• _Given records_:
--- Begin ---
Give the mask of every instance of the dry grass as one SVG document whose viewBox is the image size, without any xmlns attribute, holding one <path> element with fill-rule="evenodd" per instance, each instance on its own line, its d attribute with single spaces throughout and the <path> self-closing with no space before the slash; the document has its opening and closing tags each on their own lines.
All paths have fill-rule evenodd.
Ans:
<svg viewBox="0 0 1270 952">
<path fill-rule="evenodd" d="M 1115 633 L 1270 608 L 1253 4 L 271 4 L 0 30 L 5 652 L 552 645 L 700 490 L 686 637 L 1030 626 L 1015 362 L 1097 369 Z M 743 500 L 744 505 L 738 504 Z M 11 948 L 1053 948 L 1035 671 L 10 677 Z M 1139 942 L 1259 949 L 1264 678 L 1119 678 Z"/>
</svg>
--- End ---
• _Objective_:
Switch "dry grass" to "tall grass" in the entries above and write them out again, with everything else left as it is.

• _Complete output_:
Give the mask of every instance of the tall grass as one SVG document whose viewBox is the image size, without any xmlns attribute, holding one <path> element with fill-rule="evenodd" per instance, each instance on its own line, its d attribute with single spaces throughout and the <path> self-closing with no space before the slash; the document has its opening and closing tags each on their own lines.
All paths have fill-rule evenodd.
Ans:
<svg viewBox="0 0 1270 952">
<path fill-rule="evenodd" d="M 1115 633 L 1270 608 L 1253 4 L 271 4 L 0 30 L 5 652 L 552 645 L 700 490 L 686 637 L 1030 626 L 1015 362 L 1097 369 Z M 743 500 L 744 505 L 738 504 Z M 11 948 L 1053 948 L 1035 671 L 10 677 Z M 1139 942 L 1259 949 L 1264 678 L 1119 678 Z"/>
</svg>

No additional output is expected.